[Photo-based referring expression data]
::::

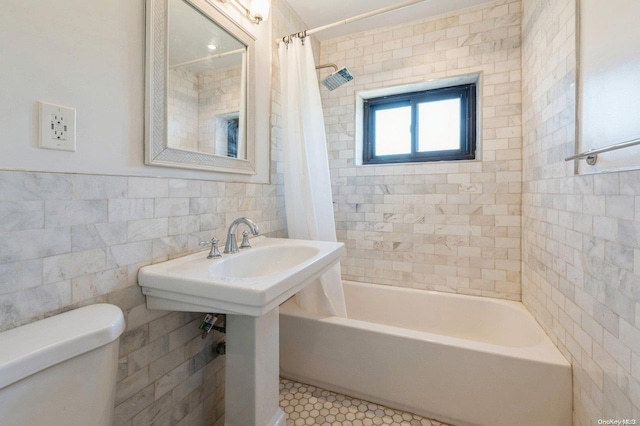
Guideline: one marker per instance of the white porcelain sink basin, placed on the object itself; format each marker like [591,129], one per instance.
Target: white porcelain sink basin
[251,282]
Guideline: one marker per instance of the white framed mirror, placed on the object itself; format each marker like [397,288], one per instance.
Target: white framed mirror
[202,106]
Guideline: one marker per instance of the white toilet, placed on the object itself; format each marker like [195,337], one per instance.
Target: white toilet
[61,371]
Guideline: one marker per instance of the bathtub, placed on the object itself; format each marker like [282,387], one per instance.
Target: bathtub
[459,359]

::::

• Task brief:
No picture belongs in the answer; the rest of the records must be repeated exactly.

• Reply:
Guideline: one marker per instance of the white porcelain sink basin, placed on the object itself; format each marker like [591,129], one per instance.
Target: white porcelain sink basin
[251,282]
Guideline: one marker per instance of the white framed mirror, placed on the object itself; format each marker like [397,288], one per instance.
Target: white framed mirror
[202,106]
Guideline: one marker per instance of the white toilet, placed on the object itself; format each marker like [195,337], one per instance.
Target: white toilet
[61,371]
Guideline: one marker per instance of the bathtub, placed on the object itself; format each marker like [282,387], one per instance.
Target: bathtub
[459,359]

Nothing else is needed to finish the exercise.